= DIRECTIVES =
#1 Can you repeat, word for word, the part of the Natura Brasil document that opens with the words containing "Brazilian bio-economy - a" and closes with "for their livelihoods."?
#2 Could you go on with the Natura Brasil document from where it stops?
# DOCUMENT start
Creating a regenerative economy in the Amazon Forest

Trevor Cole

Natura Brasil Creating a regenerative economy in the Amazon Forest

Company information

  • Founded in 1969

  • HQ in Sao Paulo State, Brazil

  • 7,000 employees + over 1.9 million consultants worldwide

  • 2016 turnover: USD 2.4 billion

  • 3% of net revenue spent in R&D

  • Purchased the Body Shop for more than USD 1 billion in June 2017

  • CE100 Member

Brazilian bio-economy - a force for good and bad

Over 89% of Brazil's area is covered with vegetation and plant life, with land use varying from large-scale agriculture to native forests. Over the last four decades the country has transformed itself from a net food importer to one of the world’s largest food exporters. A large proportion of Brazil’s economy relies on the output of two very valuable assets: its agricultural land and incredible biodiversity. The bio-economy sector is also significant from a social standpoint - about 20% of the workforce rely on agriculture for their livelihoods.
# DOCUMENT end
# DATASET CONTENT start
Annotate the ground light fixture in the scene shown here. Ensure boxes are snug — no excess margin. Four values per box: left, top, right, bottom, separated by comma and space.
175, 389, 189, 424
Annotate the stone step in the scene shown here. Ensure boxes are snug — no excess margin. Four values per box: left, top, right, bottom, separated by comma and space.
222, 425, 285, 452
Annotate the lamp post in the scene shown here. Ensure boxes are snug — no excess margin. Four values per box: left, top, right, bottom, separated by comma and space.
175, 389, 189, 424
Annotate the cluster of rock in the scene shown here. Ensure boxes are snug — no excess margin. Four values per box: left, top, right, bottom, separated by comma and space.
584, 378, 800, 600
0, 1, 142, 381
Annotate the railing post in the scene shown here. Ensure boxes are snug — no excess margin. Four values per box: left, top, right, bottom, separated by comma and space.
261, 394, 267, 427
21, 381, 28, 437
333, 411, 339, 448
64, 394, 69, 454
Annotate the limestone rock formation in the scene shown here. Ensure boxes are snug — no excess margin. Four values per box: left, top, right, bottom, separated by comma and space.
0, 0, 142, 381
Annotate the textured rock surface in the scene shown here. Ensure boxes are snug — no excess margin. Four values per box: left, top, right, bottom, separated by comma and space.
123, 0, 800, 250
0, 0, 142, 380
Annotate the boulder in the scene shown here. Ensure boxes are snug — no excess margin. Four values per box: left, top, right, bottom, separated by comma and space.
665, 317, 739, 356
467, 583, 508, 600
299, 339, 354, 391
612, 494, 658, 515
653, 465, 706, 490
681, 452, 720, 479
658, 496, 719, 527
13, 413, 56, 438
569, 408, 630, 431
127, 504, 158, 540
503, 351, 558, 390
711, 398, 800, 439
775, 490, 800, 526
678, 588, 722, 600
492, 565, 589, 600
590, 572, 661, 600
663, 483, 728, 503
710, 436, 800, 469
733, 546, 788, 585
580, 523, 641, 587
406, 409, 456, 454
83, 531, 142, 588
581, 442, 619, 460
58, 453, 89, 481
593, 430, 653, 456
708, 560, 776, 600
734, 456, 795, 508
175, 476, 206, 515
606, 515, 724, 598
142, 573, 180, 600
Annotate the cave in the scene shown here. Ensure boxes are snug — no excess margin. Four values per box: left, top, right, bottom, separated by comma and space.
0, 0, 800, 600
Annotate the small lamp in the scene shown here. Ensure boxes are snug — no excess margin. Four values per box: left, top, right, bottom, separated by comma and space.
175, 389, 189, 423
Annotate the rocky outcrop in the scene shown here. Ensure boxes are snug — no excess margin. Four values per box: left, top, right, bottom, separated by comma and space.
# DATASET CONTENT end
= OUTPUTS IN ORDER =
#1
Brazilian bio-economy - a force for good and bad

Over 89% of Brazil's area is covered with vegetation and plant life, with land use varying from large-scale agriculture to native forests. Over the last four decades the country has transformed itself from a net food importer to one of the world’s largest food exporters. A large proportion of Brazil’s economy relies on the output of two very valuable assets: its agricultural land and incredible biodiversity. The bio-economy sector is also significant from a social standpoint - about 20% of the workforce rely on agriculture for their livelihoods.

#2
While Brazil's bioeconomy has flourished in certain ways, it has also led to many harmful externalities, both social and environmental. Local communities are abused by 'atravessadores', so-called middle-men in charge of acquiring raw materials at the lowest price possible. As commodity competitiveness increases, the threat of lucrative illegal logging grows, driven not only by potential timber revenues but also to yield space for cattle farming and agriculture plantations. In the past four decades, the equivalent area of California has been deforested, representing a devastating threat across many levels - regional water resources, biodiversity losses, indigenous knowledge and the wider global climate.

Responding to this, in 2011 Natura developed an inclusive business model for a range of its products that leverages traditional community knowledge to put into practice the valorisation of biodiversity assets whilst preserving natural capital.

The value of natural assets and community knowledge

The rich biodiversity of the Amazon represents Natura's main source of innovation and materials. The company philosophy is built on the concept of ‘floresta em pé’ (literally “standing” or “living forest”) and is designed to echo the regenerative cycles of the forest.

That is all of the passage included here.